**Records of labeled points**
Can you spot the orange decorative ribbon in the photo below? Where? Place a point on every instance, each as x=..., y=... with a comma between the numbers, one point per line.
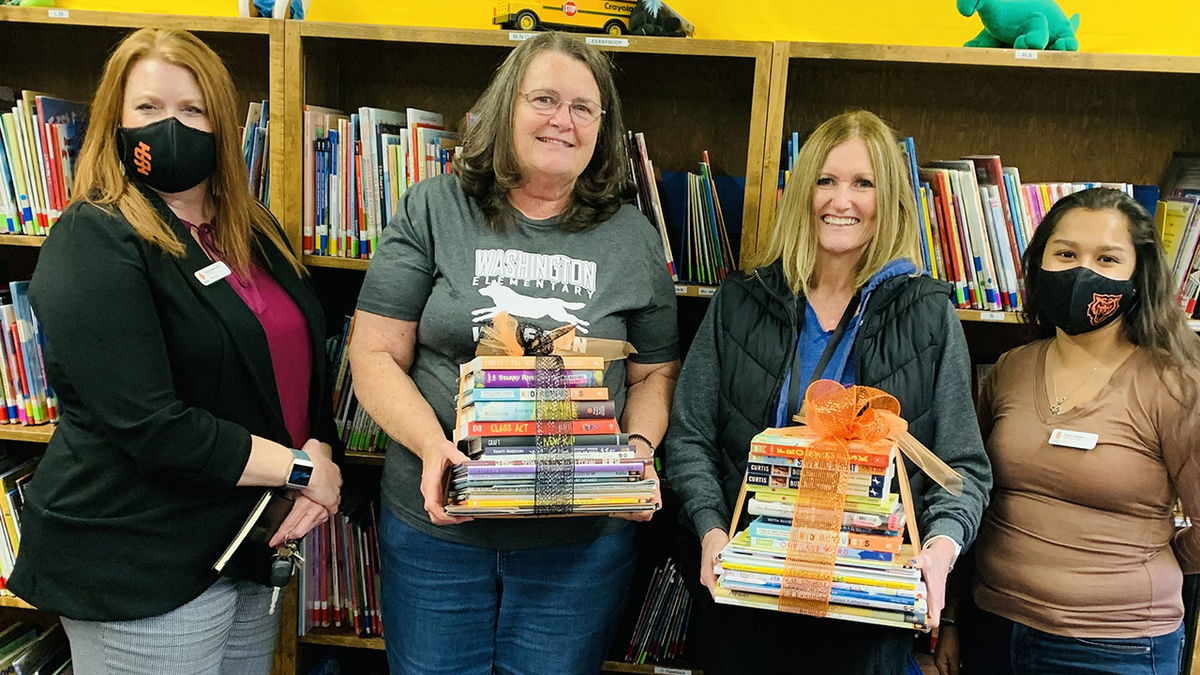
x=838, y=414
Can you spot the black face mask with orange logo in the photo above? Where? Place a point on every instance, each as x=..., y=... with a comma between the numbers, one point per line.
x=1080, y=300
x=167, y=155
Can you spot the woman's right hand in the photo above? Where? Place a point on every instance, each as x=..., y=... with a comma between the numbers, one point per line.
x=435, y=463
x=709, y=545
x=946, y=656
x=325, y=485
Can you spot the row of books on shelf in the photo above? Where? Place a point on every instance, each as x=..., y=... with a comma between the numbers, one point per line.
x=660, y=633
x=339, y=585
x=29, y=650
x=40, y=139
x=543, y=441
x=849, y=551
x=357, y=430
x=358, y=166
x=15, y=476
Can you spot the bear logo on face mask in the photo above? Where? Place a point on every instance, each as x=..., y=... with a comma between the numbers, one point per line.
x=142, y=159
x=1102, y=308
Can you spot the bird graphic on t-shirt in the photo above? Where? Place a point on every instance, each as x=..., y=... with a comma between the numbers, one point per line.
x=508, y=300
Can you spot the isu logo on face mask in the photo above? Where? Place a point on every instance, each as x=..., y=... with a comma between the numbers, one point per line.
x=142, y=159
x=1102, y=308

**WHAT THE TASK ASKS**
Print every one of the records above word for word, keeping each line as it stands. Leave the pictures out.

**OUTPUT BELOW**
Can you spot the orange decorative ribbon in the photo below? Where? Place a point on every instance, each as x=..., y=... with a comma between the numbers, one point per line.
x=838, y=414
Can you spot the black face mask with orange logo in the photo above? Where? Place a point on every instance, each as x=..., y=... with a comma between the numbers, one point per line.
x=1080, y=300
x=167, y=155
Can you spot the woman's right hand in the photo above? Where? Place a point on every instance, each as x=..., y=... with a comma between the numbers, one point per line.
x=435, y=463
x=709, y=545
x=946, y=656
x=325, y=485
Can you spot the row of books on shelf in the photo above? Where? Place a point on every instance, each as x=..., y=... with a comma between the numbers, one point per line.
x=660, y=633
x=339, y=585
x=29, y=650
x=40, y=139
x=543, y=441
x=849, y=551
x=357, y=430
x=358, y=166
x=15, y=476
Can you spot the bear logo on face mask in the photo above? Where? Place a point on every instance, each as x=..., y=... with a comma between the numbers, one point per line.
x=142, y=159
x=1102, y=308
Can you spot the bird graphic on t-shirt in the photo above? Where? Place a point on every instance, each as x=..., y=... with a comma between the numbers, one point per line.
x=508, y=300
Can you spot the isu logo on face mask in the photo above? Where? Place a point on every instance, each as x=..., y=... with a comma between the numbers, one point per line.
x=142, y=159
x=1102, y=308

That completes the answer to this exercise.